Restate, word for word, every line of the data.

## begin Records for this exercise

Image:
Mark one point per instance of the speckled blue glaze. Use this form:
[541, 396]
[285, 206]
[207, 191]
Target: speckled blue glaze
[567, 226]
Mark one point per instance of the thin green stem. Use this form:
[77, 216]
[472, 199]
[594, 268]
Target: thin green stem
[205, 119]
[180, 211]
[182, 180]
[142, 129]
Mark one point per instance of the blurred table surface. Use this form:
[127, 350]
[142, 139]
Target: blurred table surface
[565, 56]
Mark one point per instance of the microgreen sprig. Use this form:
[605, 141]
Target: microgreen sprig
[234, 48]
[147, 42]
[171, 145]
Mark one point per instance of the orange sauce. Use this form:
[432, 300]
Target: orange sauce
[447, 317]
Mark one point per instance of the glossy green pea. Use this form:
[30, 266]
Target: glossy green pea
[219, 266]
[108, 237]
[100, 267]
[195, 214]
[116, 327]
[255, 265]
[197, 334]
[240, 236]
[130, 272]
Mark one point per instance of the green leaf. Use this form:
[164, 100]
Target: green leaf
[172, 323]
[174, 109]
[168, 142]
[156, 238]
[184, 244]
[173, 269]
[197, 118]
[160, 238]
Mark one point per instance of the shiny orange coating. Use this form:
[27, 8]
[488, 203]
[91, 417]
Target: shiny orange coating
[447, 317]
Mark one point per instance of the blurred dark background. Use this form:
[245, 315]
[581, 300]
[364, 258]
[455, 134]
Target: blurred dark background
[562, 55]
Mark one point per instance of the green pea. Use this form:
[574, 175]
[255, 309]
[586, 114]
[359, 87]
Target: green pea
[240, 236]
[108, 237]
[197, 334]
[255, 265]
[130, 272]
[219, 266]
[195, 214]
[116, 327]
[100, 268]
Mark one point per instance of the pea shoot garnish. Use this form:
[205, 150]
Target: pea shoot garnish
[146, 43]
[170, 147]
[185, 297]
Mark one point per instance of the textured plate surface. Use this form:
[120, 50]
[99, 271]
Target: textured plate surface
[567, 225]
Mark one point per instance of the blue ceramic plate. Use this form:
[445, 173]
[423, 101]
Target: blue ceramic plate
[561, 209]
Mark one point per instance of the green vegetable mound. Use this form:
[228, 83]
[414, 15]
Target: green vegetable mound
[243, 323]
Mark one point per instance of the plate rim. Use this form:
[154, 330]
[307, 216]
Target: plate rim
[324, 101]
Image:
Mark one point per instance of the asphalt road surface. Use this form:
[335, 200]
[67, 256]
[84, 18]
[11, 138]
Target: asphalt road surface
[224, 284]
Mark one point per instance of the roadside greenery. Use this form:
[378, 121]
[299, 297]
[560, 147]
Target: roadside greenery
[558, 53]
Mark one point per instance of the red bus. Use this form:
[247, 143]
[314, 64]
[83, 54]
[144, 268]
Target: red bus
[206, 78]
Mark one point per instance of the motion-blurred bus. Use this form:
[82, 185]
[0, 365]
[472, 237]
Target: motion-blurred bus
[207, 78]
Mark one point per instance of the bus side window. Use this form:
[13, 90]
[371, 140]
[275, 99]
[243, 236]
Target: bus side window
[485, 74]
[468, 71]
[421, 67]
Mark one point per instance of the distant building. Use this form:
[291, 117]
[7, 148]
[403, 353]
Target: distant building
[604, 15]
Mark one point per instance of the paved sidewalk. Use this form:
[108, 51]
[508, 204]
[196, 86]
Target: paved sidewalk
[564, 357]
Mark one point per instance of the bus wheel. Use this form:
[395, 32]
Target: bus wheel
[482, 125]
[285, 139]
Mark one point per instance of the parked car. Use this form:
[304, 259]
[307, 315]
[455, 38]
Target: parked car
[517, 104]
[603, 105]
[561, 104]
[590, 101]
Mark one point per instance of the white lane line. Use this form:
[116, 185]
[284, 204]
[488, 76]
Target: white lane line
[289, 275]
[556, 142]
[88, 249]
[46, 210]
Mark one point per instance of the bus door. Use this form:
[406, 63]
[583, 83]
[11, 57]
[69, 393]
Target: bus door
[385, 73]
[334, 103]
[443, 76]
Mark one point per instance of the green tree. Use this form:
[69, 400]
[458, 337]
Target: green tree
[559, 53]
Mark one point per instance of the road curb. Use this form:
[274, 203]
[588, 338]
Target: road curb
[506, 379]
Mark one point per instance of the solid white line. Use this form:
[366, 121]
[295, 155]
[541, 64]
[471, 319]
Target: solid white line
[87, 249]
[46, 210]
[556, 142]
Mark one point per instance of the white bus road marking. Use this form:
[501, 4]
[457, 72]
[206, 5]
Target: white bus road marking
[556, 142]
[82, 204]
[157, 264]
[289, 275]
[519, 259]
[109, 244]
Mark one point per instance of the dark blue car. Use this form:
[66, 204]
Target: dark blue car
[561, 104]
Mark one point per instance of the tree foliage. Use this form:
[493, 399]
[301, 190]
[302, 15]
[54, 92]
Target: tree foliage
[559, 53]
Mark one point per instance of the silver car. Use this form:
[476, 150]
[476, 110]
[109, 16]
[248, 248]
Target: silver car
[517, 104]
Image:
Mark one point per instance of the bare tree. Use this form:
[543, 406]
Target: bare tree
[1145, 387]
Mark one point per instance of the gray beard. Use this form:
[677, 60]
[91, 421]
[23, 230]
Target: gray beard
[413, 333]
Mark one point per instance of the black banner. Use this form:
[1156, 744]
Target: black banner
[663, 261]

## end Records for this exercise

Task output:
Image:
Mark one point per instance of the speckled blue glaze. Use this form:
[541, 396]
[285, 206]
[207, 191]
Target: speckled blue glaze
[567, 226]
Mark one point per instance of the thin green stem. Use this form:
[77, 216]
[472, 199]
[594, 268]
Target: thin green stem
[205, 119]
[180, 211]
[182, 180]
[142, 129]
Mark one point per instance of the blurred table surface. Use this form:
[127, 350]
[142, 139]
Target: blurred table surface
[565, 56]
Mark one point per instance of the microgreen sprig. Use this form:
[605, 141]
Target: microgreen sprig
[234, 48]
[147, 42]
[171, 145]
Mark one point per instance of the orange sauce. Use this form:
[432, 300]
Target: orange sauce
[447, 317]
Mark one point per instance of the glossy green pea. Use this form:
[30, 266]
Target: glossy green pea
[219, 266]
[108, 237]
[100, 267]
[195, 214]
[116, 327]
[255, 265]
[197, 334]
[240, 236]
[130, 272]
Mark one point per instance of the green leaf. Use this form:
[164, 100]
Target: green leaf
[172, 323]
[174, 109]
[168, 142]
[156, 238]
[184, 244]
[173, 269]
[197, 118]
[160, 238]
Mark one point per instance of the shiny orange coating. Use this form:
[27, 8]
[488, 203]
[91, 417]
Target: shiny orange coating
[447, 317]
Mark one point per instance of the blurred dark background. Use this form:
[245, 315]
[581, 300]
[364, 258]
[455, 134]
Target: blurred dark background
[562, 55]
Mark one point per instance of the green pea. Use this form:
[574, 175]
[255, 309]
[586, 114]
[359, 87]
Target: green pea
[240, 236]
[108, 237]
[197, 334]
[255, 265]
[130, 272]
[219, 266]
[195, 214]
[116, 327]
[100, 268]
Mark one point per instance of the pea shoot garnish. Use this form:
[205, 150]
Target: pea shoot garnish
[146, 43]
[170, 147]
[185, 297]
Mark one point per instance of the textured plate surface. Use this form:
[120, 50]
[99, 271]
Target: textured plate surface
[567, 225]
Mark one point per instance of the blue ceramic plate. Use this form:
[445, 173]
[423, 101]
Target: blue ceramic plate
[561, 209]
Mark one point per instance of the green vegetable mound. Use this form:
[228, 83]
[414, 15]
Target: green vegetable mound
[243, 323]
Mark one point per instance of the plate rim. Use this form:
[154, 330]
[307, 216]
Target: plate rim
[324, 101]
Image:
Mark one point per instance of the asphalt road surface. Use this form:
[335, 200]
[67, 256]
[84, 18]
[11, 138]
Target: asphalt road surface
[224, 284]
Mark one point per instance of the roadside greenery. Use this form:
[378, 121]
[299, 297]
[560, 147]
Target: roadside greenery
[558, 53]
Mark one point per instance of the red bus. Use this form:
[247, 143]
[314, 64]
[83, 54]
[144, 268]
Target: red bus
[206, 78]
Mark one point per instance of the motion-blurred bus. Use this form:
[82, 185]
[0, 365]
[472, 237]
Target: motion-blurred bus
[207, 78]
Mark one point per instance of the bus side window. Use this form:
[13, 90]
[371, 140]
[275, 99]
[243, 236]
Target: bus side window
[485, 74]
[468, 71]
[421, 67]
Mark one point per instance of the distant building. Use this form:
[291, 117]
[7, 148]
[403, 353]
Target: distant building
[604, 15]
Mark one point per instance of the paved sidewalk. Use this form:
[108, 51]
[508, 204]
[196, 86]
Target: paved sidewalk
[564, 357]
Mark one point per instance of the bus wheel. Use this form:
[395, 32]
Target: bus wheel
[482, 125]
[285, 139]
Mark one point per instance of the parked car. Use this form:
[304, 259]
[307, 315]
[455, 38]
Target: parked car
[517, 104]
[603, 105]
[561, 104]
[590, 101]
Mark one point per instance of the white lane line. Use this form:
[116, 185]
[284, 204]
[488, 76]
Target: white lane line
[289, 275]
[556, 142]
[88, 249]
[46, 210]
Mark one point per instance of the bus door. Use this form:
[406, 63]
[583, 83]
[11, 57]
[69, 393]
Target: bus door
[385, 73]
[334, 103]
[443, 76]
Mark one point per instance of the green tree. Use this form:
[69, 400]
[458, 337]
Target: green tree
[559, 53]
Mark one point per instance of the road curb. Use this form:
[274, 203]
[588, 338]
Target: road curb
[506, 379]
Mark one point per instance of the solid white line. Use this form:
[366, 121]
[295, 155]
[541, 64]
[471, 319]
Target: solid white line
[87, 249]
[46, 210]
[556, 142]
Mark one point per instance of the white bus road marking. Use this form:
[501, 4]
[457, 72]
[206, 5]
Target: white bus road marking
[556, 142]
[82, 204]
[157, 264]
[289, 275]
[519, 259]
[109, 244]
Mark one point per instance of the dark blue car. Use this form:
[66, 204]
Target: dark blue car
[561, 104]
Mark one point per instance of the tree foliage. Use this form:
[493, 399]
[301, 190]
[302, 15]
[54, 92]
Target: tree foliage
[559, 53]
Mark one point per instance of the silver car. Use this form:
[476, 150]
[476, 110]
[109, 16]
[248, 248]
Target: silver car
[517, 104]
Image:
Mark one point per instance of the bare tree. Use this form:
[543, 406]
Target: bare tree
[1145, 387]
Mark one point per instance of the gray beard. Use this form:
[677, 60]
[91, 421]
[23, 230]
Target: gray beard
[413, 333]
Mark one point per instance of the black banner. Use this form:
[1156, 744]
Target: black banner
[663, 261]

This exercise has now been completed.